------ Data ------
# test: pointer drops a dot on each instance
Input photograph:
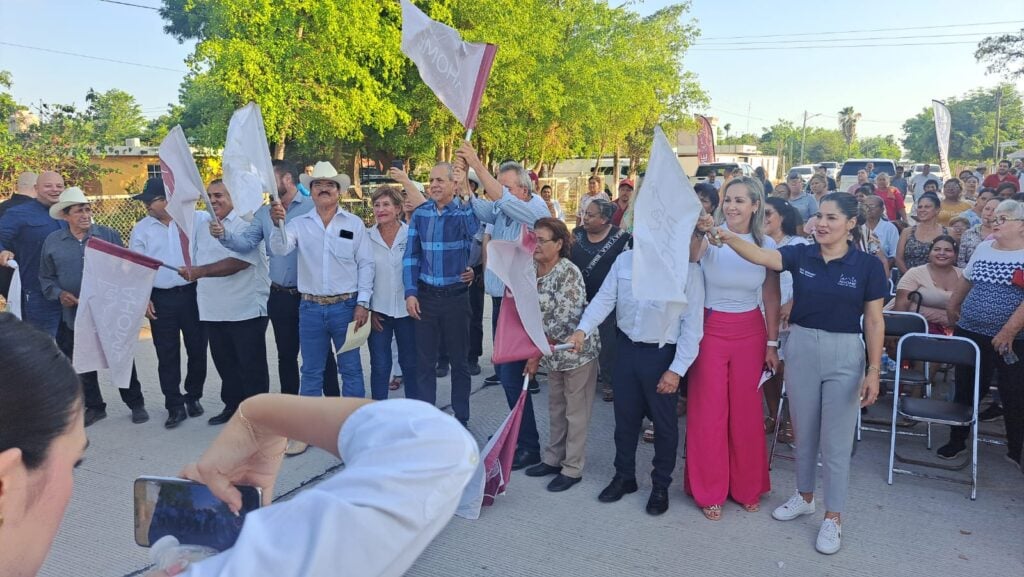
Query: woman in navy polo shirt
------
------ Data ------
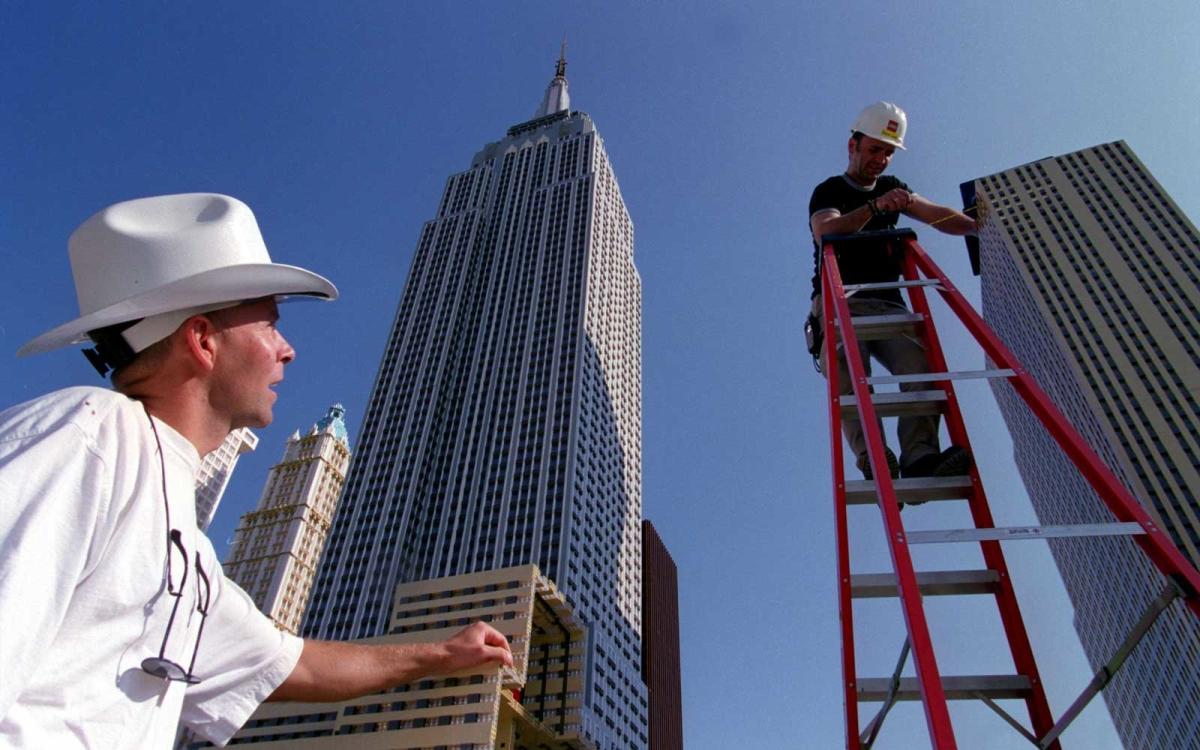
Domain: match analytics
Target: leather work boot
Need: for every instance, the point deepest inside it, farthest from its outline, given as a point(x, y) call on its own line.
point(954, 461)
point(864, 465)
------
Exercise aim: Reproduce the material, beginning at the line that contains "# test: pointer drops a dot on each instance" and ending after the line that contains "Query: woman in navy polo shirt", with both of those lines included. Leave the pictures out.

Reply:
# test: pointer drops a dot on each instance
Input photograph:
Query: woman in navy polo shirt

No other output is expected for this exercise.